• Task prompt: Below are some records; each one is to be set down again exactly.

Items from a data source
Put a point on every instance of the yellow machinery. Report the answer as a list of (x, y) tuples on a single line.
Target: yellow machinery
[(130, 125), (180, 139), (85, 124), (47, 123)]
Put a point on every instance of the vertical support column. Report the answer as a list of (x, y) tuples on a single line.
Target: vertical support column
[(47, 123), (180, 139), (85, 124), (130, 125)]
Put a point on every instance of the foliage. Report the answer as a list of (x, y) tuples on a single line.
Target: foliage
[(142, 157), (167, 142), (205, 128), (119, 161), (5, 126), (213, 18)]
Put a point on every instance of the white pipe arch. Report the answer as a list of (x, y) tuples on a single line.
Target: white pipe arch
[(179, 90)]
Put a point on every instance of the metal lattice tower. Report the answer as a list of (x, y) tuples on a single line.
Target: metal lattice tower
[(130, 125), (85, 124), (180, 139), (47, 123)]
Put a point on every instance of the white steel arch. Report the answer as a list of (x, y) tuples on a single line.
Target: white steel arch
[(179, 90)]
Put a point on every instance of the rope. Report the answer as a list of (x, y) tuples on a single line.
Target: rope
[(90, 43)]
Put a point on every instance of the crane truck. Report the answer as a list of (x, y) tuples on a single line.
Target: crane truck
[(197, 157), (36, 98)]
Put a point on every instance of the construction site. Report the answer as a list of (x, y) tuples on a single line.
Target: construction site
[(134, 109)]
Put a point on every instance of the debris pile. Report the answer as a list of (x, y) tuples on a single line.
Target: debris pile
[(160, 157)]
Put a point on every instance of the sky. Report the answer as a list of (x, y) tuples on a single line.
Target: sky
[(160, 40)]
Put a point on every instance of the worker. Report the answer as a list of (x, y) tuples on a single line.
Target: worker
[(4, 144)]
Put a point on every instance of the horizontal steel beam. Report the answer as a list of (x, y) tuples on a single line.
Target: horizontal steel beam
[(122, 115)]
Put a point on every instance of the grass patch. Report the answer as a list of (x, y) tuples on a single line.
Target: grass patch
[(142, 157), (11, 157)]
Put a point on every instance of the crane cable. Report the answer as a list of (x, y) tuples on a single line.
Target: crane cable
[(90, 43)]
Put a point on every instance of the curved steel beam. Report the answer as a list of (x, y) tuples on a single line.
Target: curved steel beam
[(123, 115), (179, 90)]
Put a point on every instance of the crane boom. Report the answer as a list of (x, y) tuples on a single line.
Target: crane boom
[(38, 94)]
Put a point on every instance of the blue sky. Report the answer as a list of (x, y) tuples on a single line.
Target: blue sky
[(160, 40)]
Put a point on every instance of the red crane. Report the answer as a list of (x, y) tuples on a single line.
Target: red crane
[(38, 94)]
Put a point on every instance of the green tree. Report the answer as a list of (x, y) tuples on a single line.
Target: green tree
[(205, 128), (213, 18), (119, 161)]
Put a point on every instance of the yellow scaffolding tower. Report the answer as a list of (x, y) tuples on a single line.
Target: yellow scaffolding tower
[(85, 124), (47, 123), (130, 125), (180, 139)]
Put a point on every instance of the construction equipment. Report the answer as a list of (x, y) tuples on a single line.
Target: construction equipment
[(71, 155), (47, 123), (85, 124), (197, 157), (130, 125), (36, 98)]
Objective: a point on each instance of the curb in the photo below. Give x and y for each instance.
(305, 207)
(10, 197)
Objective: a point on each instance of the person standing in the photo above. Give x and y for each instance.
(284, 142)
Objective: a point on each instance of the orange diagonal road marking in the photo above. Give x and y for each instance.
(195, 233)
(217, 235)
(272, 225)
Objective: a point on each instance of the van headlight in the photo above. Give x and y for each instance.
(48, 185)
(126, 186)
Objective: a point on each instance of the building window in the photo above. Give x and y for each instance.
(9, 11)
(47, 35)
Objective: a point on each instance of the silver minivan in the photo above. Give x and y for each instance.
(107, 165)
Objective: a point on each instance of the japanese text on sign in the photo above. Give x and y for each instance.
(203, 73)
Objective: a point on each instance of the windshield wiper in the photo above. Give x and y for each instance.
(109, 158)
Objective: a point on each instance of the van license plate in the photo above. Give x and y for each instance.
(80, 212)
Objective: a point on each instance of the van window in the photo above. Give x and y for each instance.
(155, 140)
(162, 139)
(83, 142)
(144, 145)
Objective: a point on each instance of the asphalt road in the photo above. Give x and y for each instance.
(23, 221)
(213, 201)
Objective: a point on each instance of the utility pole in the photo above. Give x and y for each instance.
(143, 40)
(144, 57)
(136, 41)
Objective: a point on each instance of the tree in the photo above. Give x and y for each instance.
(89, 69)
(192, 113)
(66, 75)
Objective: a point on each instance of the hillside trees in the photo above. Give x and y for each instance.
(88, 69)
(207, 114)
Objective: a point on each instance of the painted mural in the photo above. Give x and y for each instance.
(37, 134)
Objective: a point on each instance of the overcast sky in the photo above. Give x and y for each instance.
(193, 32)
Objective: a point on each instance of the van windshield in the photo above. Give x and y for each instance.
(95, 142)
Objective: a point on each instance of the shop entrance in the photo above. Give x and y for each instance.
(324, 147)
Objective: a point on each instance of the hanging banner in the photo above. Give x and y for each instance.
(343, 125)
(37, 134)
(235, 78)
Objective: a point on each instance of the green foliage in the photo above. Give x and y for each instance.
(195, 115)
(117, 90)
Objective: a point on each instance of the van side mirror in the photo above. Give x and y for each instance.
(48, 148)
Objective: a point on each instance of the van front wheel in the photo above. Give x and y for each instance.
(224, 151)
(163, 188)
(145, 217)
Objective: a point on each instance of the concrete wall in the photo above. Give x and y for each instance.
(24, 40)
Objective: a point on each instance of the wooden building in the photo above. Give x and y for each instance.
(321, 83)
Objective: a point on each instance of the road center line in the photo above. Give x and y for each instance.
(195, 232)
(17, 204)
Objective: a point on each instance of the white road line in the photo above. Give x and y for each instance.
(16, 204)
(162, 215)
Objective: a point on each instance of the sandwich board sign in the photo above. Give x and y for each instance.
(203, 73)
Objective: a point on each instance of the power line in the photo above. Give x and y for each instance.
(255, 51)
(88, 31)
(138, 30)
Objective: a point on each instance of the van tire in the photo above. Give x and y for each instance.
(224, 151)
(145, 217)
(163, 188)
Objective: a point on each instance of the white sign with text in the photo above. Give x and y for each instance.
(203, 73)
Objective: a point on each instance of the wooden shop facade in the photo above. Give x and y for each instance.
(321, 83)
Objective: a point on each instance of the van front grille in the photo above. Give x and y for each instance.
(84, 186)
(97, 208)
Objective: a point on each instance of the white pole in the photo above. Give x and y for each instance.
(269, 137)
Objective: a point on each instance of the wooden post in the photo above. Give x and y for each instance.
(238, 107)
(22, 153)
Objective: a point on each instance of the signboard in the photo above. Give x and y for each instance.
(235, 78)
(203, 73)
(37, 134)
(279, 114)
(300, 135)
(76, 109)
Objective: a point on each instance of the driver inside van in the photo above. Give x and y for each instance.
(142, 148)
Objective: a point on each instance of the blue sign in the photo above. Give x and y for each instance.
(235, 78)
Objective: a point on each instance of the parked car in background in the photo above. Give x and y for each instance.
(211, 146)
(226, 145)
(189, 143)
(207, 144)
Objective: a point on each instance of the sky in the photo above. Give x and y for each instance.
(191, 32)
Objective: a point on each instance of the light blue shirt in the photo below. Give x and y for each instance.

• Your response:
Put a point on every instance of the yellow machinery. Report the answer as a list of (x, y) tuples on a single line.
Target: yellow machinery
[(130, 125), (180, 139), (85, 124), (47, 123)]
Put a point on every instance of the vertical support column. Report the answer as a list of (x, y) tuples on a single line.
Target: vertical support column
[(47, 123), (180, 139), (85, 124), (130, 125)]
Put a point on every instance of the foliage. Report the answer as a list of (x, y) tuples on a single line.
Target: foliage
[(142, 157), (167, 142), (205, 128), (119, 161), (5, 126), (213, 18)]
Put a point on every instance of the white pipe arch. Report the answer as a list of (x, y) tuples on a single line.
Target: white pipe arch
[(179, 90)]
Put a point on every instance of the metal lattice tower. Report the answer as a list of (x, y) tuples on a single line.
Target: metal lattice tower
[(130, 125), (85, 124), (180, 139), (47, 123)]
Put a point on every instance of the white steel arch. Report the answer as a list of (x, y) tuples on a single line.
Target: white steel arch
[(179, 90)]
Put a point on every instance of the rope. Report the answer as a list of (x, y) tuples on a single line.
Target: rope
[(90, 43)]
Put a point on every instance of the crane truck. Report the answer as a list of (x, y) tuples on a single line.
Target: crane truck
[(197, 157), (36, 98)]
Put a point on every instance of the construction site. Report the answer as a list of (x, y) tuples on a single line.
Target: construction site
[(134, 109)]
Put a point on every instance of the debris pile. Report the answer as a list of (x, y) tuples on a single line.
Target: debris pile
[(160, 157)]
Put a point on every instance of the sky. Report the answer as a list of (x, y) tuples on a single line.
Target: sky
[(160, 40)]
Put a point on every instance of the worker. Report the answer as a list of (x, y) tuples on a single line.
Target: worker
[(4, 144)]
Put a point on every instance of the horizontal steel beam. Report the answer as a list of (x, y) tuples on a single line.
Target: horizontal steel beam
[(122, 115)]
Put a point on every instance of the grass patch. Report the answer as a list of (x, y) tuples on a single line.
Target: grass patch
[(142, 157), (11, 157)]
Put a point on every instance of the crane cable. Report the answer as a list of (x, y) tuples on a single line.
Target: crane cable
[(90, 43)]
Put a point on every instance of the curved steel beam. Report the answer as a list of (x, y) tuples on a single line.
Target: curved steel beam
[(123, 115), (179, 90)]
Put a point on every instance of the crane boom. Report the answer as a list of (x, y) tuples on a single line.
Target: crane boom
[(38, 94)]
Put a point on every instance of the blue sky. Report the answer as a list of (x, y) tuples on a single line.
Target: blue sky
[(160, 40)]
Put a point on every instance of the red crane. Report the answer as a list of (x, y) tuples on a single line.
Target: red crane
[(38, 94)]
Put a point on every instance of the green tree. Report the answer as a list of (x, y) tuples on a single line.
Target: green tree
[(205, 128), (213, 18), (119, 161)]
Put a point on every instance of the yellow scaffolding tower. Report the answer as a list of (x, y) tuples on a single line.
Target: yellow scaffolding tower
[(85, 124), (47, 123), (130, 125), (180, 139)]
Put a point on every instance of the construction equipment. Report the answer as a list of (x, y) tuples on a single line.
Target: construction equipment
[(71, 155), (47, 123), (85, 124), (197, 157), (130, 125), (36, 98)]
Objective: a point on each instance of the curb in the photo below. Give x and y for each instance.
(305, 207)
(10, 197)
Objective: a point on each instance of the person standing in the photo above. Give x and y for each instance.
(284, 142)
Objective: a point on each instance of the orange diagonal road marking in the photo above. Give x and y for each instance.
(195, 233)
(217, 235)
(272, 225)
Objective: a point on each instance of the van headlight in the photo above. Give x and y for each instance.
(48, 185)
(126, 186)
Objective: a point on each instance of the building window in the photo above. Give x and y for each instance.
(9, 11)
(47, 35)
Objective: a point on each instance of the silver minivan in the photo above. Give x and y for each instance.
(107, 165)
Objective: a point on each instance of the japanese text on sign in the photo above. Give x and y for each instance.
(203, 73)
Objective: a point on each instance of the windshield wiper in the photo above. Give x and y for each instance.
(109, 158)
Objective: a point on each instance of the van license plate in the photo above. Give x and y for each instance.
(80, 212)
Objective: a point on each instance of the van window in the photo above. Give x and y for each instance.
(155, 140)
(162, 139)
(83, 142)
(144, 145)
Objective: a point on each instance of the asphalt road in the photo above. Give x and y for each instance.
(23, 221)
(213, 201)
Objective: a point on each instance of the utility pole in the photo above. Give x and y for each instance.
(143, 40)
(144, 57)
(136, 41)
Objective: a point on each instance of the tree in the photo above. Give x and y for each instance.
(89, 69)
(192, 113)
(66, 75)
Objective: a point on each instance of the hillside trees in the photo above. Give x and y for each instance.
(88, 69)
(207, 114)
Objective: a point on each instance of the painted mural in the photo above. Give x and y for each instance.
(37, 134)
Objective: a point on each instance of the overcast sky in the photo above. Give x and y for each instance.
(193, 32)
Objective: a point on each instance of the van windshield in the photo above. Give x and y for each instance.
(95, 142)
Objective: a point on each instance of the shop entrance in the photo above. Give x and y for each instance.
(324, 147)
Objective: a point on each instance of the hanging banner in the photo above. Give x and y for each instance.
(343, 125)
(37, 134)
(235, 78)
Objective: a point on each instance of the green foliage in the photo above. Give x and y for each instance.
(195, 115)
(117, 90)
Objective: a point on each instance of the van side mirror in the photo above. Give x and y for each instance.
(48, 148)
Objective: a point on each instance of the van front wheel in the photo above. Give x and y for each instance.
(224, 151)
(163, 188)
(145, 217)
Objective: a point on each instance of the concrete wall in the photo above. Give x and y for each instance.
(24, 40)
Objective: a point on each instance of the wooden building in the photo above. Give x and y for each instance.
(321, 83)
Objective: a point on each instance of the road center line in the photo above. Give x and y for each instance.
(195, 232)
(17, 204)
Objective: a point on each instance of the white road line in the photo above. Give x and y for each instance.
(16, 204)
(162, 215)
Objective: a point on each instance of the sandwich board sign in the photo above. Give x and y for each instance.
(203, 73)
Objective: a point on each instance of the power line in the photo above. Give x and y for each instance.
(255, 51)
(88, 31)
(138, 30)
Objective: a point on each instance of the van tire in the photo above. Give x and y for each instance.
(224, 151)
(145, 217)
(163, 188)
Objective: a point on each instance of the white sign with text in the photo above. Give x and y for each instance.
(203, 73)
Objective: a point on each instance of the wooden shop facade in the photo above. Give x and y for each instance.
(321, 83)
Objective: a point on each instance of the van front grille in the photo above. Give x and y for each instance.
(84, 186)
(97, 208)
Objective: a point on each instance of the white pole in the photo above. Give x and y for each instance.
(269, 137)
Objective: a point on each instance of the wooden post in the photo above. Give x and y for each instance.
(238, 107)
(22, 153)
Objective: a point on each instance of the signboard in the photo above. Give x and y for each instance.
(235, 78)
(203, 73)
(37, 134)
(279, 114)
(300, 135)
(76, 109)
Objective: a point on each instance of the driver inside van in the photo above. Give x and y for each instance.
(142, 148)
Objective: a point on each instance of the blue sign in the photo above. Give x and y for each instance.
(235, 78)
Objective: a point on each instance of the parked car in background in the photo above. Give x and y for each instance.
(211, 146)
(226, 145)
(189, 143)
(207, 144)
Objective: a point on each instance of the sky in the photo above. Give x and y for each instance.
(191, 32)
Objective: a point on each instance of the light blue shirt in the photo below. Give x and y for each instance.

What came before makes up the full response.